On 02/03/15 17:26, gremlin@...mlin.ru wrote:
> On 2015-03-02 17:34:55 +0100, Martin Prpic wrote:
> 
>  >>> "Maven Central can now be accessed via HTTPS. I think the
>  >>> default configuration should be switched to use that, rather
>  >>> than the current unsecured HTTP transport."
> 
>  >> Does it use any sort of package signing and signature
>  >> verification?
> 
>  > Seeing as the patch only does s/http/https/,
> 
> Obviously, that doesn't really help.

It's a start, at least... it tells you that this was a reply to your
request, made by someone controlling the corresponding private key for a
"valid" certificate for Maven Central's hostname. Whether that's enough
depends on your threat model.

If the attacker capabilities assumed by your threat model include "can
obtain arbitrary certs from a widely-trusted CA" or "has obtained Maven
Central's private key" then no, it doesn't help. Similarly, if the
attacker's capabilities include "can upload arbitrary packages to Maven
Central" (I assume there's some sort of access control so the author of
log4j can upload new log4j versions but not new Eclipse versions, or
whatever?) then it doesn't help.

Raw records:
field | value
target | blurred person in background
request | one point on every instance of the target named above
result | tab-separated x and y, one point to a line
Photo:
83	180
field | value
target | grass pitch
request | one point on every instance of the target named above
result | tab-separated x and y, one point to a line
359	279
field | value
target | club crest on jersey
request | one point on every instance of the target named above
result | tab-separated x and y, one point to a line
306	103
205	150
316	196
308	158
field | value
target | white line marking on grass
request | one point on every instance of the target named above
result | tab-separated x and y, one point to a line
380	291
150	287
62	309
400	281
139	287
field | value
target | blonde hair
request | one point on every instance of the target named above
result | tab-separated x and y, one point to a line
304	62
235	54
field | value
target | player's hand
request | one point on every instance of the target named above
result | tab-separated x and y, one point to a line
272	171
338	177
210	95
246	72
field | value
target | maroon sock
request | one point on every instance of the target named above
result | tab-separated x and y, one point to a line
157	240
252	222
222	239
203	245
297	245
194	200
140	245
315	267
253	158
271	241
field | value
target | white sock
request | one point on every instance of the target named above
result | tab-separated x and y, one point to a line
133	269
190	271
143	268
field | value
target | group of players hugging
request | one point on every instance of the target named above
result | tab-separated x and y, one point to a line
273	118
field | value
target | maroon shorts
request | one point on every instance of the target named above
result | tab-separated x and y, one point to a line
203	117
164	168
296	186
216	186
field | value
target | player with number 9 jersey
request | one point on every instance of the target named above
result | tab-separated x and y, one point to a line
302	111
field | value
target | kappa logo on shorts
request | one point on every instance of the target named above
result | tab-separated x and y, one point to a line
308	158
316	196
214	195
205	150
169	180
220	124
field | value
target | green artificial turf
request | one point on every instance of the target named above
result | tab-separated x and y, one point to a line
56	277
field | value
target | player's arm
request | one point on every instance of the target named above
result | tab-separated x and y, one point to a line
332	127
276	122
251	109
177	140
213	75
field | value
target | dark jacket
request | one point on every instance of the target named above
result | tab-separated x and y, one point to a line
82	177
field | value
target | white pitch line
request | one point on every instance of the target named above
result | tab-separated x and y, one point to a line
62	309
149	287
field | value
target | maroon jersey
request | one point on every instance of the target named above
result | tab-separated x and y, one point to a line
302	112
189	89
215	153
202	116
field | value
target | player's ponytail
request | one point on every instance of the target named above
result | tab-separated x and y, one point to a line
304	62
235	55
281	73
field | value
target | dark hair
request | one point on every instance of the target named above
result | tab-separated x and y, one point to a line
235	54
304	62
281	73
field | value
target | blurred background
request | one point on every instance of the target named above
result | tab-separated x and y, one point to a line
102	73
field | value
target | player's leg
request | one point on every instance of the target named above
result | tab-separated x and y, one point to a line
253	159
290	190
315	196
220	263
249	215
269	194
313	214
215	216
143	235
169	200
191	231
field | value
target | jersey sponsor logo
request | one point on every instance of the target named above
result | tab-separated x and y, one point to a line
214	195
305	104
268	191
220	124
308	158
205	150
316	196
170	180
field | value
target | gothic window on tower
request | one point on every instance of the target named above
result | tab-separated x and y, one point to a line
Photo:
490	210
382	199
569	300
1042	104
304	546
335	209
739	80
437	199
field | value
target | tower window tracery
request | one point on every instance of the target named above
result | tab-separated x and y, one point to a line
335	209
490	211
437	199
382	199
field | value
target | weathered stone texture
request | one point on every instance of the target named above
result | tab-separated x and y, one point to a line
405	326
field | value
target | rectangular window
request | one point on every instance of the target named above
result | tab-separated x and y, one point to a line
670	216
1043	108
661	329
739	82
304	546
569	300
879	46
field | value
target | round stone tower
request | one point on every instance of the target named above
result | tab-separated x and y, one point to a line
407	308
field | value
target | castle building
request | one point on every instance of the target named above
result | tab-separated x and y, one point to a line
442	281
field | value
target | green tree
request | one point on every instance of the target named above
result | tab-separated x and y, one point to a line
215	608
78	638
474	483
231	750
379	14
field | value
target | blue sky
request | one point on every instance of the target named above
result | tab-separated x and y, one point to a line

▶ **To-do list**
1. In the Maven Central email, what decides whether an HTTPS reply is enough?
2. Reproduce the Maven Central email starting at "It's a start, at" and ending at "then it doesn't help.".
Rely only on the Maven Central email.

▶ **Outputs**
1. Your threat model.

2.
It's a start, at least... it tells you that this was a reply to your
request, made by someone controlling the corresponding private key for a
"valid" certificate for Maven Central's hostname. Whether that's enough
depends on your threat model.

If the attacker capabilities assumed by your threat model include "can
obtain arbitrary certs from a widely-trusted CA" or "has obtained Maven
Central's private key" then no, it doesn't help. Similarly, if the
attacker's capabilities include "can upload arbitrary packages to Maven
Central" (I assume there's some sort of access control so the author of
log4j can upload new log4j versions but not new Eclipse versions, or
whatever?) then it doesn't help.